● Challenge
In the reviews of Fifth Business below, which author does one reviewer say should be read by anyone looking for a thriller?

● Text
Rating:  Summary: Fifth Business, while not literature's best, is a good book Review: The complaints do have some force - this book is slow in development, and the plot lacks excitement or even high suspense. But anyone looking for a thriller should read Tom Clancy. This book grips you in a different way. It gives you a respect for life and forces you to review your own life; and in a totally different way than say, As I Lay Dying. The book works on your subconscious, it achieves its effect without demanding scrutinous analysis.This book does what every good book should do. It changes your life
Rating:  Summary: Novels like this are why I keep searching for new authors... Review: The enthusiasm of my fellow amateur reviewers is well placed. This is great literature, great story in the tradition of all the great masters - but it is Dickens' name that leaps to the forefront of any comparisons. Robertson Davies reads widely and makes use of it. The recurrent theme exploring the nature of saints provides a nice mythical context from which the main story can draw its power. Davies deserves a wider fame than he currently has; I am hopeful that in the future his fame will grow.

● Provided information
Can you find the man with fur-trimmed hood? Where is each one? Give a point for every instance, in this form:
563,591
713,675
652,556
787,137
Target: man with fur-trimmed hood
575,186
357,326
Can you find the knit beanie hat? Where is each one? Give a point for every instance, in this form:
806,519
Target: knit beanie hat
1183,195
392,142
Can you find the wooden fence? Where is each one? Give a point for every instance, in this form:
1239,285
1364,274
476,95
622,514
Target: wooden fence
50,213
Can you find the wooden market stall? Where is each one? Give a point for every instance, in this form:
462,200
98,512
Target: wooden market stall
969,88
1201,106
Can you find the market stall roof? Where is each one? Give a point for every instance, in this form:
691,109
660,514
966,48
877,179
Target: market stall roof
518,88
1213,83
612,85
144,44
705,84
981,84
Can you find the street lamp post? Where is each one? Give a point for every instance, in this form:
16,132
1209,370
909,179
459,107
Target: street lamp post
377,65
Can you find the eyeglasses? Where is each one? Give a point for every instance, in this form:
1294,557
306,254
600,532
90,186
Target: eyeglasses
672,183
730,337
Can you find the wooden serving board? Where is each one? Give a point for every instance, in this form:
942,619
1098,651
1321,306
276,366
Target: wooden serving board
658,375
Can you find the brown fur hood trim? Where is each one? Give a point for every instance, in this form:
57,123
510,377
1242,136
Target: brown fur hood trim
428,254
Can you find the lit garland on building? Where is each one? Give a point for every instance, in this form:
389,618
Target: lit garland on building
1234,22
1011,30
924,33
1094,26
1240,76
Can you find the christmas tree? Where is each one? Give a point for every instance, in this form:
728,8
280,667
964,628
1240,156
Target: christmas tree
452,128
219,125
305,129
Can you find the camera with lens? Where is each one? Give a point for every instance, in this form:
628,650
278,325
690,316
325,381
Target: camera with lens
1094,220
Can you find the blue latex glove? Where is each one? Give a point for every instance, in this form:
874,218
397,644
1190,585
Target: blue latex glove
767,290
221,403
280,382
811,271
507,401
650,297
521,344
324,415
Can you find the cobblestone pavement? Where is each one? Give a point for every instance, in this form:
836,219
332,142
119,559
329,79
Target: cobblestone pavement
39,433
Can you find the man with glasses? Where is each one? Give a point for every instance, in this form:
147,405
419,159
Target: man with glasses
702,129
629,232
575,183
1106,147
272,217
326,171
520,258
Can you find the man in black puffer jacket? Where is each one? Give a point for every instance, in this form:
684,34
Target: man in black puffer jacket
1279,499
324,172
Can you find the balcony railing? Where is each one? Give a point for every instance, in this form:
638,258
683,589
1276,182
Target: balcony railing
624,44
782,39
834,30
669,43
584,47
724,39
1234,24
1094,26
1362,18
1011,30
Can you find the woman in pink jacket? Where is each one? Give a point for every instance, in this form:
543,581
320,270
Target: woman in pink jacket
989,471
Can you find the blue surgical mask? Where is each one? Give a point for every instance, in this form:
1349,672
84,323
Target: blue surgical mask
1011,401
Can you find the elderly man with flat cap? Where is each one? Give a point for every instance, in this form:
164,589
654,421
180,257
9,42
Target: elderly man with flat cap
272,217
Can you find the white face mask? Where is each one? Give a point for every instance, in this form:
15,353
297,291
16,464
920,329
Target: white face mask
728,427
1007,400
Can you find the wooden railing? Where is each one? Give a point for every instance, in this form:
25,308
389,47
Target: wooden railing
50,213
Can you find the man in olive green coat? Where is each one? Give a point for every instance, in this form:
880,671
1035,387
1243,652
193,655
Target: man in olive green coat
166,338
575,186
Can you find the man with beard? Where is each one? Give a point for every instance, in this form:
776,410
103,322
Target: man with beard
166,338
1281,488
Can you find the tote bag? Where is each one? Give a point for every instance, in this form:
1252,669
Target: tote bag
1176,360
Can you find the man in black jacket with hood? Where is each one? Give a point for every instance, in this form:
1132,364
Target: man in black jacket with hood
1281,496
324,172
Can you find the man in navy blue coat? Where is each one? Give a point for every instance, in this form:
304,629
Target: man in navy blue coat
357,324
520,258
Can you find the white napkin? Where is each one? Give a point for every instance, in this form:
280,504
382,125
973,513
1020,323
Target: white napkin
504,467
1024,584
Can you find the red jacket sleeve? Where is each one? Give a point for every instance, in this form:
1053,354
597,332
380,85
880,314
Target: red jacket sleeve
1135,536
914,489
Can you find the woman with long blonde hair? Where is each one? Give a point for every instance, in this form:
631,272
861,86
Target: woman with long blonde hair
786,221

● Response
Tom Clancy